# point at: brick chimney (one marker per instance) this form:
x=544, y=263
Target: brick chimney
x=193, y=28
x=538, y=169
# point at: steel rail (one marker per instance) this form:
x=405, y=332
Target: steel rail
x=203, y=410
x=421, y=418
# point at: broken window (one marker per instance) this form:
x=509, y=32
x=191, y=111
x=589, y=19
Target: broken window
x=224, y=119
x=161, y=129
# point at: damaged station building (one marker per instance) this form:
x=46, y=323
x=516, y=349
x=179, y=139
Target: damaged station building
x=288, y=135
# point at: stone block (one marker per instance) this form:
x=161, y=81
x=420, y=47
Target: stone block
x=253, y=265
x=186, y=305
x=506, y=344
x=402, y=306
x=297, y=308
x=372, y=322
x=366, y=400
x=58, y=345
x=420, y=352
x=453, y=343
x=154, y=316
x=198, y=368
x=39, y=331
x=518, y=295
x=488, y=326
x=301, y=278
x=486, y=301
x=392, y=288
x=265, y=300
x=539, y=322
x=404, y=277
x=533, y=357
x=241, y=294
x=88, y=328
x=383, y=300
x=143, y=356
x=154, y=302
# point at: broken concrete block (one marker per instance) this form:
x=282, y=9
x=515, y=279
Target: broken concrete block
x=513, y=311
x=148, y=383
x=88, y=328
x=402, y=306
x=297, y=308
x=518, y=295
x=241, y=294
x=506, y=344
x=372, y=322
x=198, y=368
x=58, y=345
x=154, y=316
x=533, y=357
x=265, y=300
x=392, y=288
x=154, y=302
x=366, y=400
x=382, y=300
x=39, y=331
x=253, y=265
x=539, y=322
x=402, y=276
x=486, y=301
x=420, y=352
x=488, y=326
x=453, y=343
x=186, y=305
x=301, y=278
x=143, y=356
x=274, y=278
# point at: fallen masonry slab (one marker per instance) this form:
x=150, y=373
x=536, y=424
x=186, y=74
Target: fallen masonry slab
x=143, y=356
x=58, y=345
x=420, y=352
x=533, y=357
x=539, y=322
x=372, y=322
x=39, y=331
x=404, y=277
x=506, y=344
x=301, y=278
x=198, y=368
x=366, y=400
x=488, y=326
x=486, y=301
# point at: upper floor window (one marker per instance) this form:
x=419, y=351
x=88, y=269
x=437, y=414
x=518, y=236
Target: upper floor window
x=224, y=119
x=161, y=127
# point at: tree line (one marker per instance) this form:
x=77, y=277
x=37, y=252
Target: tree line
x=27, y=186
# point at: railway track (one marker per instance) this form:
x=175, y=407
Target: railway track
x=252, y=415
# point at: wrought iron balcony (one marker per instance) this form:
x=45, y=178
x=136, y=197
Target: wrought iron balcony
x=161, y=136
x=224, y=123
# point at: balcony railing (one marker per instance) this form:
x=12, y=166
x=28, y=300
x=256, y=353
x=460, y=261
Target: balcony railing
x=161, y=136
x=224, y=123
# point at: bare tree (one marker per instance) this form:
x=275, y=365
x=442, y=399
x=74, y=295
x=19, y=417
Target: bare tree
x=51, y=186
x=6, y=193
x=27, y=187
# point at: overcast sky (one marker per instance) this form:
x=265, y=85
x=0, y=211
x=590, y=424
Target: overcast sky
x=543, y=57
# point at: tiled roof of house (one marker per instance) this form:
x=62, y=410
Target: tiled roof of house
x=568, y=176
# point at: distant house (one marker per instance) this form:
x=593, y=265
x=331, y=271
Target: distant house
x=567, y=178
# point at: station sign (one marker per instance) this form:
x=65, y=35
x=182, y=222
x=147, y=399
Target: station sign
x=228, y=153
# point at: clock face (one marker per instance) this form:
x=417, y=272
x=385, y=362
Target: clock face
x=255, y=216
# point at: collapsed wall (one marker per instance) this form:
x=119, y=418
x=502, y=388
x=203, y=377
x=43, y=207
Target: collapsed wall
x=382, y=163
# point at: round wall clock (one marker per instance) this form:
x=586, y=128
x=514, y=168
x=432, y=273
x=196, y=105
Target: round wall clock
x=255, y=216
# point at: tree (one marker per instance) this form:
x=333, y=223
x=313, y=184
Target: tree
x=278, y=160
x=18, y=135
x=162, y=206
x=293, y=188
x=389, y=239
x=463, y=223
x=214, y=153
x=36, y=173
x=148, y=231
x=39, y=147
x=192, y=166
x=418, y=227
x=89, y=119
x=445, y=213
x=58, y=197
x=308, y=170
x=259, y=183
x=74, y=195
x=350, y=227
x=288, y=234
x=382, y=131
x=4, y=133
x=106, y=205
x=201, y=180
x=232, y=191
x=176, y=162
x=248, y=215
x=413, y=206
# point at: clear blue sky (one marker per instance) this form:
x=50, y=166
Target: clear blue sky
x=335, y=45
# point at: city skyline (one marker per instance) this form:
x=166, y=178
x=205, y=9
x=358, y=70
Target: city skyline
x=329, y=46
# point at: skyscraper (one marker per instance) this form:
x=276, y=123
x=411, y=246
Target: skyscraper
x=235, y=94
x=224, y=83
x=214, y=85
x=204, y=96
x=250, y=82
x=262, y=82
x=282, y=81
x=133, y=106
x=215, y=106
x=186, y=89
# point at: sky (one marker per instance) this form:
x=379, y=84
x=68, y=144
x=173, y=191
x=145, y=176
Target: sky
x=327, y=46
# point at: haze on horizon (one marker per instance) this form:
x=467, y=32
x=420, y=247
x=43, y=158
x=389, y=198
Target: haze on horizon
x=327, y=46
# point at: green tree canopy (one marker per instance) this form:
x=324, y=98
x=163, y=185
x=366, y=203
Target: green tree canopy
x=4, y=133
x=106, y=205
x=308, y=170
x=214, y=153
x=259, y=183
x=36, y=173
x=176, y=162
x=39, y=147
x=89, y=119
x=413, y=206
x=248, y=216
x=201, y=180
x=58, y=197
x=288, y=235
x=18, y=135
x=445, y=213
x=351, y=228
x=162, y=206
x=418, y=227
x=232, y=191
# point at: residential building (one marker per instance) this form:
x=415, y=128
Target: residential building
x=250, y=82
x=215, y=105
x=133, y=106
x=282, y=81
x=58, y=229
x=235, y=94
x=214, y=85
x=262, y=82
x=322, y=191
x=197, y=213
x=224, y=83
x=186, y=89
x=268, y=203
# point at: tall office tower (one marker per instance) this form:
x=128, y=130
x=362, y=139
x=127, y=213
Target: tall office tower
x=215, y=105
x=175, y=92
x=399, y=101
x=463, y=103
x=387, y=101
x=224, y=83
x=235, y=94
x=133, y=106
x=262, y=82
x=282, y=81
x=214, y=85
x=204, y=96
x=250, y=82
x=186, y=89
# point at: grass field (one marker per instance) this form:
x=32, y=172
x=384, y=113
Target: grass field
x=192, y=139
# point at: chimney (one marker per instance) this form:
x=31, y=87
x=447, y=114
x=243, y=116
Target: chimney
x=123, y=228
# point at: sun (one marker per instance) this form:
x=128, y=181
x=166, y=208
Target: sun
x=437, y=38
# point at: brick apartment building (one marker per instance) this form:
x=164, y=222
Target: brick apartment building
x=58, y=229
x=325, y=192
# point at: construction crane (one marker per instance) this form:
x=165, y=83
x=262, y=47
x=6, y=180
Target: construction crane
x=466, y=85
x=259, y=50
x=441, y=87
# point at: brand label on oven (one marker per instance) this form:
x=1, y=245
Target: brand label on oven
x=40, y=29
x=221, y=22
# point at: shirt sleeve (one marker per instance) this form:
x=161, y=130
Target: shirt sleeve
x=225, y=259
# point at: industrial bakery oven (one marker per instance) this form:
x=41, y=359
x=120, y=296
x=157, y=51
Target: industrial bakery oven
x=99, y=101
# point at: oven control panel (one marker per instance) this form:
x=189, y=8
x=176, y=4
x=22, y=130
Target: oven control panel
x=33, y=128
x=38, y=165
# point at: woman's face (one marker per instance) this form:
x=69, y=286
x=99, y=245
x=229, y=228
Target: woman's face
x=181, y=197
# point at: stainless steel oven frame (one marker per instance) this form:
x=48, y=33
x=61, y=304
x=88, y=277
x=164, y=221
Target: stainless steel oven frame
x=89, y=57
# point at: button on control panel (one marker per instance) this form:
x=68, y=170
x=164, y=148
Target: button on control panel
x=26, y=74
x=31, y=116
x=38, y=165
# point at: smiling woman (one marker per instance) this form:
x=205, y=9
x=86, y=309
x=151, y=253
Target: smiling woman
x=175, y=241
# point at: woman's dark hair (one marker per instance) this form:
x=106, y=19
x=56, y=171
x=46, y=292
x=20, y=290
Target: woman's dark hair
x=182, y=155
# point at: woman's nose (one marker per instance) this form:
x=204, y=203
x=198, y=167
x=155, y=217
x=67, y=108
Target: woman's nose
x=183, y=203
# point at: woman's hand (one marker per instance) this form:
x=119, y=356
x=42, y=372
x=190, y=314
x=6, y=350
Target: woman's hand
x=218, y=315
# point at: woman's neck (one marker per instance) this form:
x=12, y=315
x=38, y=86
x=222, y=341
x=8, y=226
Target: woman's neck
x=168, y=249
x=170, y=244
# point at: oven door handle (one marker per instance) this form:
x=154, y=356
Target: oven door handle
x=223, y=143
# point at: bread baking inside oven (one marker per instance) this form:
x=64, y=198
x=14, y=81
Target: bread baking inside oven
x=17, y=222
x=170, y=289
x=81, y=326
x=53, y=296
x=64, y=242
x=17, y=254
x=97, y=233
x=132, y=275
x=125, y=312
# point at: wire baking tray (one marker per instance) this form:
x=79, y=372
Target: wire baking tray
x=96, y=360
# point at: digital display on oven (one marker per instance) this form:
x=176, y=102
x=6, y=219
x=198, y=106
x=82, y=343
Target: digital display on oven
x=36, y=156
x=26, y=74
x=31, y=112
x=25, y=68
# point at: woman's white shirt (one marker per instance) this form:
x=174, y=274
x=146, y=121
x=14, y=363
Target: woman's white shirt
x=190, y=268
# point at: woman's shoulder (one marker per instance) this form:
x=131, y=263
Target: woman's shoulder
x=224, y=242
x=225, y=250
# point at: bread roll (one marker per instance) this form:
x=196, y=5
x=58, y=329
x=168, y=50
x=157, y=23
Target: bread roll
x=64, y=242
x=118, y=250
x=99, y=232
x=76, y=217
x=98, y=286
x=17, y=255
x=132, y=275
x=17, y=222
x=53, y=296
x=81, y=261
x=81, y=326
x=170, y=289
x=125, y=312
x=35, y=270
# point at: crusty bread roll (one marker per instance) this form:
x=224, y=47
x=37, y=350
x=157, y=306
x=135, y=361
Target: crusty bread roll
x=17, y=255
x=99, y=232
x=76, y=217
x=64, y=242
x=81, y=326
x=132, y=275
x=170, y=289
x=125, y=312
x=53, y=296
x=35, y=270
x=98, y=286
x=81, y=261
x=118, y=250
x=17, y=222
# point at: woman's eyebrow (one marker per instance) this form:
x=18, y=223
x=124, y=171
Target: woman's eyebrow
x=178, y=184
════════
== Task prompt ==
Whatever else the listing above holds, retype exactly only the lines from the one containing "# point at: skyscraper" to the one containing "x=389, y=198", both ends kept.

== Answer space ==
# point at: skyscraper (one marker per instance) this form:
x=276, y=123
x=411, y=246
Target: skyscraper
x=235, y=94
x=224, y=83
x=214, y=85
x=204, y=96
x=250, y=82
x=262, y=82
x=282, y=81
x=133, y=106
x=215, y=106
x=186, y=89
# point at: sky (one marker per instance) this form:
x=379, y=84
x=68, y=144
x=173, y=191
x=145, y=176
Target: sky
x=327, y=46
# point at: haze on horizon (one marker per instance) this form:
x=467, y=32
x=420, y=247
x=43, y=158
x=389, y=198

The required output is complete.